#### [Задания]
a - Ответьте на вопросы по отрывку о курдском национализме:
(i) На что опирался курдский национализм в Ираке?
(ii) Когда начали возникать первые политические организации турецких курдов?
(iii) Что стало итогом гражданской войны «низкой интенсивности»?
b - Пожалуйста, продолжите отрывок о курдском национализме, начав сразу после его последнего предложения.

#### [Отрывок для чтения]
-.-.-

Курдский национализм в Ираке опирался на племенные структуры, кланы, наличие общепризнанного лидера в лице Барзани. В этом смысле ПСК стал репликой ДПК (Политбюро, харизматичный лидер, клан Талабани). Опыт национально-освободительной борьбы 60-х гг. в Ираке показал, что подобные структуры могут быть достаточно эффективны, как минимум, в условиях противостояния противнику в горной местности. Ничего подобного не было в Турции. Как уже было упомянуто, аристократия турецких курдов – отчасти под давлением, а отчасти добровольно – была кооптирована в правящую элиту Турции (притом на уровне представительства в Меджлисе). У турецких курдов не было единства, не было общепризнанного лидера. У них не было возможности в открытую вести пропаганду, создавать легальные политические организации. Сам факт существования курдской проблемы игнорировался, при том на уровне официальной идеологии. Можно сказать, что одной из основ легального политического дискурса в Турции был «антикурдский консенсус». С этим, в частности, было связано нежелание лидеров ТРП поднимать проблематику юго-востока именно как национальную. Следствием этого стал выход курдского движения за пределы легального политического поля.
Первые политические организации турецких курдов начали возникать в конце 60-х, начале 70-х гг., где они сразу столкнулись с террором со стороны государства и правых сил (не говоря уже о существовании международного фактора подавления левого движения в Турции как стране – члене НАТО). Речь шла, фактически, о гражданской войне «низкой интенсивности». Итогом её стало закручивание гаек со стороны государства в виде переворота 1981 г. и новой конституции 1983 г.

-.-.-

#### [Набор записей]
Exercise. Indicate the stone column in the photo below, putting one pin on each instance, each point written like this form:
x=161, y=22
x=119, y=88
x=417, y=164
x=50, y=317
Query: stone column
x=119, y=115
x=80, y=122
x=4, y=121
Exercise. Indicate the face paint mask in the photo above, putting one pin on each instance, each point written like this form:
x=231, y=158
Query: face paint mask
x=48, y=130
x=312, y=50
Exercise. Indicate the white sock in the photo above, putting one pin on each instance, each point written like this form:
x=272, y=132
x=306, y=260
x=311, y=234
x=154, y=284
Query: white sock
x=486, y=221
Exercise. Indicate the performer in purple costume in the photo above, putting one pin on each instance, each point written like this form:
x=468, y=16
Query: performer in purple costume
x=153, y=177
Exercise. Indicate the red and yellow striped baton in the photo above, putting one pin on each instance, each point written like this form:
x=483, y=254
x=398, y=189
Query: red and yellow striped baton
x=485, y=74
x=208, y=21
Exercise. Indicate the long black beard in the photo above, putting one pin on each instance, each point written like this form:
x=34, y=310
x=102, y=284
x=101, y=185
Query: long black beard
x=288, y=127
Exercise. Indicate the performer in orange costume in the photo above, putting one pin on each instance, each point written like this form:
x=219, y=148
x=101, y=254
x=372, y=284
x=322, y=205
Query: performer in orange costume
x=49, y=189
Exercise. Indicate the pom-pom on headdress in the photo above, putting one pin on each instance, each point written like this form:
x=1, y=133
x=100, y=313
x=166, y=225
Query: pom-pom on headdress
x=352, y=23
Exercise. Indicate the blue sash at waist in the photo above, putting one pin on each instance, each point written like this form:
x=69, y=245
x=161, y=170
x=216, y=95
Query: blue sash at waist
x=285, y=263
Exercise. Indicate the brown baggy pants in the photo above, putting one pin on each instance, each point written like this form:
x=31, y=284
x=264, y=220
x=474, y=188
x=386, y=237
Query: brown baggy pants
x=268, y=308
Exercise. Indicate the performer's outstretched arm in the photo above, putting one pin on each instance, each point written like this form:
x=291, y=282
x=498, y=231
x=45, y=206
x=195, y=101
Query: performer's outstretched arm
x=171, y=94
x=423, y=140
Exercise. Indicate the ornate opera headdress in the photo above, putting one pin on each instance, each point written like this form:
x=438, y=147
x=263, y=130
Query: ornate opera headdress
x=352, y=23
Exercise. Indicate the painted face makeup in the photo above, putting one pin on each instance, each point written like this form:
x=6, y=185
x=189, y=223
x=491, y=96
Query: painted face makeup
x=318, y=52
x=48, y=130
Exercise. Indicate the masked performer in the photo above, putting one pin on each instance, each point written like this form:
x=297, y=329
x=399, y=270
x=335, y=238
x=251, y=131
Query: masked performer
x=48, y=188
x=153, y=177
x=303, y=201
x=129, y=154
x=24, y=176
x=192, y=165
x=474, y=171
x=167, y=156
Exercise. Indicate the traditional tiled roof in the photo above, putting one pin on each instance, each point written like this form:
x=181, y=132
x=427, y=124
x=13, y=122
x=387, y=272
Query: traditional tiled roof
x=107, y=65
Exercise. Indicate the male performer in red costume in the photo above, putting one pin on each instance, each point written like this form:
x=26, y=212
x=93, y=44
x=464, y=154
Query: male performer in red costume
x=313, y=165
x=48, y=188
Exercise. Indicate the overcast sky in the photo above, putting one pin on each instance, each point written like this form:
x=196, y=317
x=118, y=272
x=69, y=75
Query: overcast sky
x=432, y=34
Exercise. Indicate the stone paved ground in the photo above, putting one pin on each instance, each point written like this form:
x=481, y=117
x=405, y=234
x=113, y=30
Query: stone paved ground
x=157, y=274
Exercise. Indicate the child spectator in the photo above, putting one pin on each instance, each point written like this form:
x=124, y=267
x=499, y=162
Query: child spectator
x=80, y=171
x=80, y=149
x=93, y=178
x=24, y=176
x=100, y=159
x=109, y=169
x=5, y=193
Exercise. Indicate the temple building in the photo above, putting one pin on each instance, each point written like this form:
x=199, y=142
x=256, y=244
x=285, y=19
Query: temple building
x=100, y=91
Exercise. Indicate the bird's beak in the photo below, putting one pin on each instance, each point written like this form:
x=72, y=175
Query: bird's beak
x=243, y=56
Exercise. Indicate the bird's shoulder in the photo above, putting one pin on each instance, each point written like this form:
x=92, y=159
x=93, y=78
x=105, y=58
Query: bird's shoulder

-.-.-

#### [Ответы]
a -
(i) На племенные структуры, кланы и наличие общепризнанного лидера в лице Барзани.
(ii) В конце 60-х, начале 70-х гг.
(iii) Закручивание гаек со стороны государства в виде переворота 1981 г. и новой конституции 1983 г.

b -
Таким образом, можно сделать вывод, что национальное движение курдов и в Ираке, и в Турции существовало в исключительно неблагоприятных условиях. Вместе с тем борьба курдов в Ираке носила более зрелый и эффективный характер. С нашей точки зрения, это связано с фактором организации. ДПК сочетала в себе как современные, так и архаические черты: за фасадом левых лозунгов и риторики скрывалось, по сути, племя. Однако парадокс в том и состоит, что сравнительная эффективность ДПК – по сравнению с турецкими объединениями – была связана не с её модернистскими лозунгами, но именно архаической структурой организации (что, впрочем, не помогло её филиалу, ДПК-Т в условиях турецкого государства). Фактор внешних условий, на фоне которого развивался курдский национализм, имел решающее значение. Тем не менее, принципиальной проблемой турецких курдов, их национально-освободительной борьбы оставалось то, что они не смогли (в силу объективных причин: прежде всего, террора со стороны государства) поставить старые структуры своего традиционного общества на службу национализму (несмотря на то, что отдельные представители аристократии встали на сторону левых революционеров). Как следствие этого, турецким курдам для выражения своих национальных чаяний пришлось изобретать уже качественно новые структуры, в корне рвавшие с традиционной структурой курдского общества (каковой и стала, в конечном итоге, Партия рабочих Курдистана – ПРК). Фактор идеологии, при этом, представляется вторичным (если не сказать производным) от структуры, организации самого политического субъекта. Племенная структура ДПК обусловила её «мелкобуржуазный национализм», а не наоборот. В этом смысле все революционные организации турецких курдов 70-х гг. потому и не смогли просуществовать долго, что не имели под собой, в себе, своей основе прочной структуры: которую, по всей видимости, пытались компенсировать радикальностью своей революционной идеологии.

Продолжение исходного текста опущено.